- _Goal_:
Extract exactly and only the lines of the data below, starting at the line with "Spot the blue" and stopping after the final line.

====== Data rows

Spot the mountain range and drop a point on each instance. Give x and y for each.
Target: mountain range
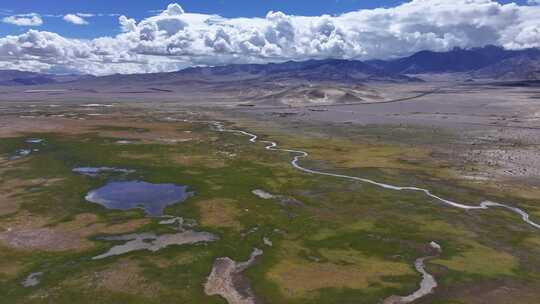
(488, 62)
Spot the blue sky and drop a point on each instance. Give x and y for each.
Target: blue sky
(108, 25)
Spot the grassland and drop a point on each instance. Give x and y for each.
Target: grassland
(347, 243)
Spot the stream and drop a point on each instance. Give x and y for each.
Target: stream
(271, 145)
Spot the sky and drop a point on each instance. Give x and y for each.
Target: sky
(107, 36)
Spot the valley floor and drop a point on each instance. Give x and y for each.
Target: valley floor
(256, 230)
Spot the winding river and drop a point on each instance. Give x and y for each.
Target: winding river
(299, 154)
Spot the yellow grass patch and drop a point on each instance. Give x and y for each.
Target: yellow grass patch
(28, 232)
(126, 277)
(12, 189)
(325, 233)
(298, 277)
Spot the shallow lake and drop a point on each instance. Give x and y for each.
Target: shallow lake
(124, 195)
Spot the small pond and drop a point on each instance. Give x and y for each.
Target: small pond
(124, 195)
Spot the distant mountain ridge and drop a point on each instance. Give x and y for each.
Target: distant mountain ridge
(486, 62)
(456, 60)
(15, 77)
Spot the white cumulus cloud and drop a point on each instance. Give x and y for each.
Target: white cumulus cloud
(173, 38)
(24, 20)
(75, 19)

============

- _Expected answer_:
Spot the blue sky and drop a point on each instance. Give x and y for each.
Target: blue sky
(108, 25)
Spot the grassland and drop a point on each instance. Give x and y for each.
Target: grassland
(347, 243)
Spot the stream and drop a point on each instance. Give x and y for each.
Target: stream
(271, 145)
Spot the sky and drop a point on each instance. Give x and y for each.
Target: sky
(107, 36)
Spot the valley floor and drop a point on each instance. Give x and y for each.
Target: valley floor
(256, 230)
Spot the winding river and drop a point on each instance. Give x and y for each.
Target: winding river
(299, 154)
Spot the yellow grass patch and drop a point on each instance. Give x and y for each.
Target: yellow grass patch
(28, 232)
(126, 277)
(12, 189)
(325, 233)
(298, 277)
Spot the shallow lake and drop a point on each instance. Give x and y for each.
Target: shallow lake
(124, 195)
Spot the small pond and drop a point on each instance. Give x and y for each.
Target: small pond
(124, 195)
Spot the distant mountain ridge and drop a point on each instance. Give x and y for each.
Target: distant mountain ridge
(486, 62)
(456, 60)
(15, 77)
Spot the white cumulus cloud and drop a point on each instance. Give x and y for each.
Target: white cumulus cloud
(173, 38)
(24, 20)
(75, 19)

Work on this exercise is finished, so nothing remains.